Quote the part of the lines below that opens with the line containing "point_to(query) puts a dot on the dog's eye, one" and closes with the line containing "column 166, row 128", repeating each line word for word.
— start Listing —
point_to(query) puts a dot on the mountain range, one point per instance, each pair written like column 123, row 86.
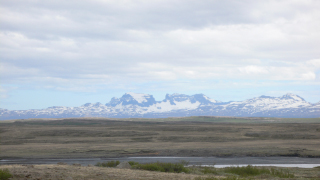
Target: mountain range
column 177, row 105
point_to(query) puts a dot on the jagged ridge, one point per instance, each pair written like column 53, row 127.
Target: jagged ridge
column 144, row 105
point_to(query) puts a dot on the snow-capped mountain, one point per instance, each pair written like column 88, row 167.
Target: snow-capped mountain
column 144, row 105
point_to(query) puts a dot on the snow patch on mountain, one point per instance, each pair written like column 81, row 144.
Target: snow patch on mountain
column 140, row 98
column 144, row 105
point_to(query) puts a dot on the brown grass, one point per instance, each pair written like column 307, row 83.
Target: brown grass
column 72, row 138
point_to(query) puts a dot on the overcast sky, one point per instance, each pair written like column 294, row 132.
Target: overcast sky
column 67, row 53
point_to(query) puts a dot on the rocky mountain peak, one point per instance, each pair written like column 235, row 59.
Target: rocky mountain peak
column 143, row 100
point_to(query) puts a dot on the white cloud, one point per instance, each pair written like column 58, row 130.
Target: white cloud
column 87, row 45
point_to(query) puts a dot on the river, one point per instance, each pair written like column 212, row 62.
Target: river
column 218, row 162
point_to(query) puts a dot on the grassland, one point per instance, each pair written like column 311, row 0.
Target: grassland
column 190, row 136
column 76, row 172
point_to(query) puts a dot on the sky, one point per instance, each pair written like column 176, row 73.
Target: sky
column 68, row 53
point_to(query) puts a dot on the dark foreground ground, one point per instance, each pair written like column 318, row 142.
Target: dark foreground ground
column 74, row 172
column 192, row 136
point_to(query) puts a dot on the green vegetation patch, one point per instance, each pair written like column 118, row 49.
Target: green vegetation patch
column 5, row 174
column 254, row 171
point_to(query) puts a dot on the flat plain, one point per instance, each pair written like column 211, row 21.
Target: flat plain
column 190, row 136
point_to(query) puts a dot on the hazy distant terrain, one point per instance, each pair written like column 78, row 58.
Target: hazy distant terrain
column 177, row 105
column 191, row 136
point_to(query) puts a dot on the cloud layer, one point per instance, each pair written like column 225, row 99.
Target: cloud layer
column 89, row 45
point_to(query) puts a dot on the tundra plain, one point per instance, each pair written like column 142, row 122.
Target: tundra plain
column 190, row 136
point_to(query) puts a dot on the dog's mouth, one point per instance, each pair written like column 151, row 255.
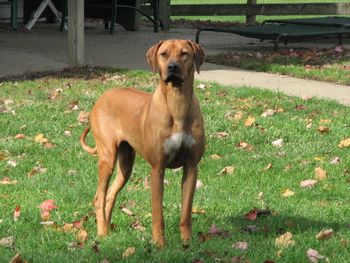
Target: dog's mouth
column 174, row 79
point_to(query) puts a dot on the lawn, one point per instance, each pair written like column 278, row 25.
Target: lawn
column 261, row 147
column 331, row 64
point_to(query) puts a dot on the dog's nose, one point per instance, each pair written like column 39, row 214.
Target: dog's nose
column 173, row 67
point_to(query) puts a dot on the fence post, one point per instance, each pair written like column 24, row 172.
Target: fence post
column 164, row 13
column 250, row 19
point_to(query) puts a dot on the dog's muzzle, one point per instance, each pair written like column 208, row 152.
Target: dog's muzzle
column 173, row 74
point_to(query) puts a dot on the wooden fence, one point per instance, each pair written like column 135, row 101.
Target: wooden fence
column 251, row 9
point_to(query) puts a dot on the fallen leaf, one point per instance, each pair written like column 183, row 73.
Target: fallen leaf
column 17, row 213
column 48, row 205
column 83, row 117
column 268, row 167
column 238, row 116
column 251, row 215
column 268, row 113
column 313, row 255
column 278, row 143
column 320, row 174
column 249, row 121
column 201, row 86
column 138, row 226
column 82, row 235
column 20, row 136
column 40, row 138
column 198, row 210
column 17, row 259
column 323, row 129
column 128, row 252
column 240, row 245
column 222, row 134
column 336, row 160
column 127, row 211
column 308, row 183
column 7, row 241
column 6, row 180
column 215, row 156
column 11, row 163
column 324, row 234
column 344, row 143
column 285, row 240
column 287, row 193
column 245, row 145
column 300, row 107
column 227, row 170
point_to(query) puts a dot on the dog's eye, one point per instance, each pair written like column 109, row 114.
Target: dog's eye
column 184, row 53
column 164, row 54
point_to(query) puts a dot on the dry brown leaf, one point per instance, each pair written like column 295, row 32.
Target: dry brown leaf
column 20, row 136
column 238, row 116
column 324, row 234
column 249, row 121
column 17, row 213
column 245, row 145
column 314, row 256
column 323, row 129
column 83, row 117
column 39, row 138
column 128, row 252
column 7, row 241
column 268, row 167
column 6, row 180
column 344, row 143
column 215, row 157
column 222, row 134
column 285, row 240
column 308, row 183
column 227, row 170
column 82, row 235
column 127, row 211
column 320, row 174
column 287, row 193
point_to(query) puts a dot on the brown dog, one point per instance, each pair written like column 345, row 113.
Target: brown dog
column 166, row 128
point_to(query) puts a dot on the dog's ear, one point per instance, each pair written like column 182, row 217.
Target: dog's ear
column 152, row 56
column 198, row 54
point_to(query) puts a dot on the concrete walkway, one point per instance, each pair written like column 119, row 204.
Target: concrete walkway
column 45, row 48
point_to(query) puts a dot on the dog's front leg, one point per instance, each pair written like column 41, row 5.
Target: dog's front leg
column 189, row 180
column 157, row 190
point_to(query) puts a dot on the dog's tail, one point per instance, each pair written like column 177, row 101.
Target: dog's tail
column 83, row 143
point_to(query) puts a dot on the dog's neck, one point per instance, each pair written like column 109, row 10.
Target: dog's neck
column 178, row 100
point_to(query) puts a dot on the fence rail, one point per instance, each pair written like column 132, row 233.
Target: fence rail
column 252, row 9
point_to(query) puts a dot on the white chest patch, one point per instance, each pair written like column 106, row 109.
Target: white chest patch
column 174, row 142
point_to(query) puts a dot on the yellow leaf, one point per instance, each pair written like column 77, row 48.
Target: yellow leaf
column 128, row 252
column 285, row 240
column 324, row 234
column 82, row 235
column 249, row 121
column 320, row 174
column 268, row 167
column 323, row 129
column 344, row 143
column 288, row 193
column 40, row 138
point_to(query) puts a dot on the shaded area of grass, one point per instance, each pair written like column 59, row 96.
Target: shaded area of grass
column 332, row 65
column 30, row 107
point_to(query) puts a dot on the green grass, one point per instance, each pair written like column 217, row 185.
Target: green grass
column 224, row 199
column 324, row 65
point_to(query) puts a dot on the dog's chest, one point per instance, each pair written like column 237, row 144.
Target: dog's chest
column 173, row 144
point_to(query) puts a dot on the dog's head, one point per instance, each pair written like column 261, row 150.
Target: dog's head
column 175, row 59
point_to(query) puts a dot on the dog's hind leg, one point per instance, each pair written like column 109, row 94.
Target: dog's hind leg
column 106, row 163
column 126, row 157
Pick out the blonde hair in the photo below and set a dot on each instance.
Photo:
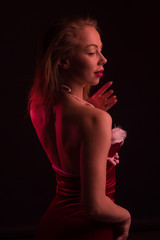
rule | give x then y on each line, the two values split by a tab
59	40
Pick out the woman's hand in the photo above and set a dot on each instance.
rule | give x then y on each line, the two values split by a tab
102	99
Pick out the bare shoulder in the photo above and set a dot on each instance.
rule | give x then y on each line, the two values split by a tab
94	119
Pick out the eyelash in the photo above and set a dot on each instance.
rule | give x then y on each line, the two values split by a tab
92	53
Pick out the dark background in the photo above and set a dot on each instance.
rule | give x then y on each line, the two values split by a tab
131	45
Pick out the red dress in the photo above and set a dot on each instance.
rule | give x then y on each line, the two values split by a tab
65	218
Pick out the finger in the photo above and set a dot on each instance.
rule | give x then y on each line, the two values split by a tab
108	106
104	88
107	94
110	100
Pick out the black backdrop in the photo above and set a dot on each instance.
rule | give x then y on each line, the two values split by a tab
131	45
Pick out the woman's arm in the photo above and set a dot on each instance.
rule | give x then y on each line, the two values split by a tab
96	136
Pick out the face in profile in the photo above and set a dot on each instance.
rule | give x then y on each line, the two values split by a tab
86	62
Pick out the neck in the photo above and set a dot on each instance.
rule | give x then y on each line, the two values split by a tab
76	89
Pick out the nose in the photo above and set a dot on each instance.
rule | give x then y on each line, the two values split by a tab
102	59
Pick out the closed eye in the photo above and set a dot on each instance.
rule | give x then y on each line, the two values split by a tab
91	53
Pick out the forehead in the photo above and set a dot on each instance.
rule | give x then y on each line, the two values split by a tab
88	35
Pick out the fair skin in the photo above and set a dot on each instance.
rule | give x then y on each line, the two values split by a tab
85	151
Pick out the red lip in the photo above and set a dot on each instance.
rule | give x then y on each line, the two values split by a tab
99	73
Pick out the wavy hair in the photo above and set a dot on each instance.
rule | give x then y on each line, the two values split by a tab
58	41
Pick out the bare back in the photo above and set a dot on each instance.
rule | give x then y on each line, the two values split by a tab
60	131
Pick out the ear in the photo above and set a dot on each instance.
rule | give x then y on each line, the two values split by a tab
64	63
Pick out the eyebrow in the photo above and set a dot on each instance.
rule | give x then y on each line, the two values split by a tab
93	45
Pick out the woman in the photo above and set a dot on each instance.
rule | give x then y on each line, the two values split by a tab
76	135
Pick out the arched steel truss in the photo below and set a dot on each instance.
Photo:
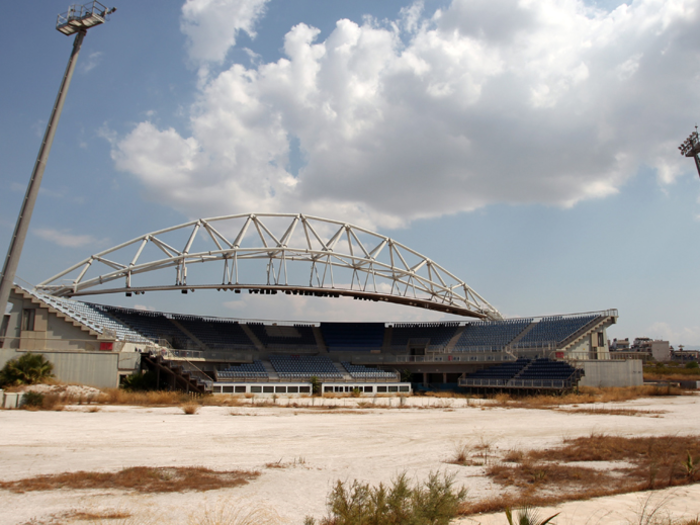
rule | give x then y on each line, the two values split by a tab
372	266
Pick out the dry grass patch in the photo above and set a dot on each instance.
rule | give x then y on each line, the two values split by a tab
296	462
585	395
89	515
605	411
138	479
118	396
190	408
552	476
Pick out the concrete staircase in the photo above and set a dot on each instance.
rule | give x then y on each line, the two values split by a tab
270	370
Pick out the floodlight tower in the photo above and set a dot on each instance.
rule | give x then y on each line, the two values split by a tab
77	20
691	148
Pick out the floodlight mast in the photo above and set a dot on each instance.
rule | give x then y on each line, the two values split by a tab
691	148
77	20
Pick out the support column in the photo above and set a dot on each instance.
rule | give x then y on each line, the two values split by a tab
25	215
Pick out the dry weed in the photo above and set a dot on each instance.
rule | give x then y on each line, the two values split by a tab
97	515
605	411
234	513
118	396
546	477
586	395
139	479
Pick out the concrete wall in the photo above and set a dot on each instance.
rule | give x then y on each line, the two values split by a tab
98	369
612	373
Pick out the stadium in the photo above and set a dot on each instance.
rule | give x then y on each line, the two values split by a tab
294	254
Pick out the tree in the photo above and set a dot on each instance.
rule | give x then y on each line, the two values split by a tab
26	370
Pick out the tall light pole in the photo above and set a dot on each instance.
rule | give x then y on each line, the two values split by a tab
77	20
691	148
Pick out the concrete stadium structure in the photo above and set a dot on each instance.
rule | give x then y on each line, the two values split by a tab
98	344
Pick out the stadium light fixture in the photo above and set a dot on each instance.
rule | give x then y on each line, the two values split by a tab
691	148
77	20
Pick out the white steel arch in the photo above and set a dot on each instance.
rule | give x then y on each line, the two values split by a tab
340	258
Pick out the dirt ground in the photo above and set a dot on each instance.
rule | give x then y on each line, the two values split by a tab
314	447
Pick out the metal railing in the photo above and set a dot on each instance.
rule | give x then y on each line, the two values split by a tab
518	383
59	345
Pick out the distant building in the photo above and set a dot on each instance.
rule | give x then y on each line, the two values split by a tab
685	356
620	345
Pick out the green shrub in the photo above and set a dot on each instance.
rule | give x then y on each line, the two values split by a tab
33	399
435	502
26	370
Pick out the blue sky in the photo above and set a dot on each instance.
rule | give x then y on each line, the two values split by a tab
529	148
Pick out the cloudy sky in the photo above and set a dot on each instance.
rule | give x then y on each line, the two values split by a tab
530	147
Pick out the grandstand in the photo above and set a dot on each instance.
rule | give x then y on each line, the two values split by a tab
243	356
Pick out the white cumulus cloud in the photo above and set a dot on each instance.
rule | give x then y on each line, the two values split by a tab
212	25
483	102
64	238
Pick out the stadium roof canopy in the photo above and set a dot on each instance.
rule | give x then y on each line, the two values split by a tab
268	253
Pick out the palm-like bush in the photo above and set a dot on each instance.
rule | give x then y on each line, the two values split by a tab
435	502
26	370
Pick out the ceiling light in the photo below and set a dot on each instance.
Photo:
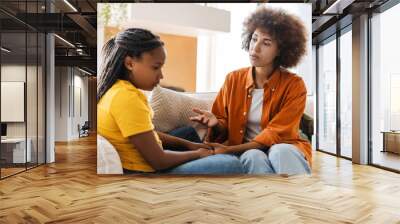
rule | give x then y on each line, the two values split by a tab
64	40
84	71
70	5
5	50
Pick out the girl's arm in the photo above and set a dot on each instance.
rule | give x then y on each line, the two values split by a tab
160	159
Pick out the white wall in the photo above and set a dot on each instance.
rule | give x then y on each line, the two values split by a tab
70	83
169	18
219	54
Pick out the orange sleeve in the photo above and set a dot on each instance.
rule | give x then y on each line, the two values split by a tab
286	121
220	110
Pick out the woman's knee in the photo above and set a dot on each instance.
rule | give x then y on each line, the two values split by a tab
286	158
281	151
252	155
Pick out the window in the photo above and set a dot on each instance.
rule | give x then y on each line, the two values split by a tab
346	93
327	96
385	89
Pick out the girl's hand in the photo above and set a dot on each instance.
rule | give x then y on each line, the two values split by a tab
205	117
218	148
204	152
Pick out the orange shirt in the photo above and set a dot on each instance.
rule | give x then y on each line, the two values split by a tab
283	106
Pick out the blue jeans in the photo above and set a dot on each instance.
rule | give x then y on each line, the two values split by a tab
279	159
215	164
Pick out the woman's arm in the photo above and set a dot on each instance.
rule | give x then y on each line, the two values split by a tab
160	159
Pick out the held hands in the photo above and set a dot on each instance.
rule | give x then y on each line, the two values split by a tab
202	152
205	117
218	148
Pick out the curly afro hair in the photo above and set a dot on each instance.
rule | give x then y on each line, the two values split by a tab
286	29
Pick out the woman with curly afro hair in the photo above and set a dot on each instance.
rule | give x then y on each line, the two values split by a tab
257	112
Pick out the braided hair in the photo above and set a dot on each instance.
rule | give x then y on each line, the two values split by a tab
132	42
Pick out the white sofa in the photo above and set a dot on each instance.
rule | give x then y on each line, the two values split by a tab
163	102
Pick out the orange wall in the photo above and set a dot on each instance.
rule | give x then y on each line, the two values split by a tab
180	67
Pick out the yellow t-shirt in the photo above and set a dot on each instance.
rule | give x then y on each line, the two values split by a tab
123	111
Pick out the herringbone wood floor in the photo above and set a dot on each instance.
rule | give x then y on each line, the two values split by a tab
70	191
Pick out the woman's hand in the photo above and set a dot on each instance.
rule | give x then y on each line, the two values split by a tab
218	148
202	152
192	146
205	117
— end Listing —
The response:
point_to(query) puts a dot on the dog's eye, one point per instance, each pair written like column 109, row 114.
Target: dog's eye
column 184, row 53
column 164, row 54
point_to(query) puts a dot on the dry brown leaf, one point per instance, each pair written like column 295, row 32.
Target: dry brown leaf
column 20, row 136
column 238, row 116
column 324, row 234
column 249, row 121
column 17, row 213
column 245, row 145
column 314, row 256
column 323, row 129
column 83, row 117
column 39, row 138
column 128, row 252
column 7, row 241
column 268, row 167
column 6, row 180
column 344, row 143
column 215, row 157
column 222, row 134
column 285, row 240
column 308, row 183
column 227, row 170
column 82, row 235
column 127, row 211
column 320, row 174
column 287, row 193
point_to(query) puts a dot on the brown dog, one point per instance, each pair written like column 345, row 113.
Target: brown dog
column 166, row 128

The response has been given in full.